Task: Copy the following lines over verbatim, keeping every row intact.

* Begin Available records *

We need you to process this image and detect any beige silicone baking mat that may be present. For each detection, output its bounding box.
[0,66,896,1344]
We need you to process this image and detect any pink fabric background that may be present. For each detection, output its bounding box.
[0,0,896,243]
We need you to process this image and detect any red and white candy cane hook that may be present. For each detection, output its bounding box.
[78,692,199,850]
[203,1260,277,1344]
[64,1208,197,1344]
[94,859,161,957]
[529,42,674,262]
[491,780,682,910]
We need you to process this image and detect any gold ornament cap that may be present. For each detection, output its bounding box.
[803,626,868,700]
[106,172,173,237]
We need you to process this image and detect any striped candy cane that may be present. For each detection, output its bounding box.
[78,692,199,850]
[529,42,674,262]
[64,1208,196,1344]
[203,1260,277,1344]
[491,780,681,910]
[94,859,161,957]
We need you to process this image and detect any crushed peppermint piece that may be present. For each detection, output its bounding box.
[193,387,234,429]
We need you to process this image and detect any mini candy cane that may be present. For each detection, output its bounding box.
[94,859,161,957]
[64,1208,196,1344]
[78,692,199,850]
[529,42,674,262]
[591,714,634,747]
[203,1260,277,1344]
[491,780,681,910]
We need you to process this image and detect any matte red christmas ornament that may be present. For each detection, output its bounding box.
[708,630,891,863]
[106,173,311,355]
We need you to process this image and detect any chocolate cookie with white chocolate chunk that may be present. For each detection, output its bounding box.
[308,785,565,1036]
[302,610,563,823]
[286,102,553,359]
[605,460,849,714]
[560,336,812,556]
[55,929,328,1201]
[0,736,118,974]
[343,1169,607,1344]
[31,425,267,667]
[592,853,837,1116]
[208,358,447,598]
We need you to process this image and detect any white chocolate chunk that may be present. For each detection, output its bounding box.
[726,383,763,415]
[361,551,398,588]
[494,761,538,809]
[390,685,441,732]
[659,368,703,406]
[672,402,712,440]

* End Available records *

The response:
We need you to process this image and detect any beige silicone baking mat that may be present. For each detection, output its bounding box.
[0,66,896,1344]
We need you to process this image and detect any pink fabric background that may be present. For each detection, output its bounding box.
[0,0,896,243]
We need you to process this image and detect any red and white candy cane hook that may be present. For each detection, output its bounding box.
[78,692,199,850]
[203,1260,277,1344]
[64,1208,197,1344]
[94,859,161,957]
[529,42,674,262]
[491,780,682,910]
We need you to process this image and detect any gold ornament cap that may be present. For each detection, output its bounding box.
[803,626,868,700]
[106,172,173,237]
We need you to process this image and detect any striped candy cane that may be present. For each detection, output its bounding box.
[78,692,199,850]
[529,42,674,262]
[64,1208,196,1344]
[203,1260,277,1344]
[491,780,681,910]
[94,859,161,957]
We need you to process this image and detect any crushed peppermint piece that may be present. For each detection, output its bounding box.
[193,387,234,429]
We need you to process this image and detect any mini candy cane that may be present. For each detection, output its bounding box.
[94,859,161,957]
[64,1208,196,1344]
[78,692,199,850]
[529,42,674,262]
[591,714,634,747]
[203,1260,277,1344]
[491,780,681,910]
We need you to process this image and detect any matte red christmas ornament that may be present. For each detection, output its bounding box.
[708,630,891,863]
[106,173,311,355]
We need you to process this image and detect any chocolate cookie with white chocolate chunk that may be present. For each detection, output its bounding box.
[308,785,565,1036]
[302,610,563,823]
[286,102,553,359]
[605,460,849,714]
[560,336,812,556]
[55,929,328,1201]
[0,736,118,974]
[343,1169,607,1344]
[31,425,267,667]
[592,853,837,1116]
[208,358,447,598]
We need you to process this image and detect any white chocolate chunk that may be present. For each detection, output its bounding box.
[726,383,763,415]
[361,551,398,588]
[494,761,538,809]
[390,685,441,732]
[659,368,703,406]
[672,402,712,440]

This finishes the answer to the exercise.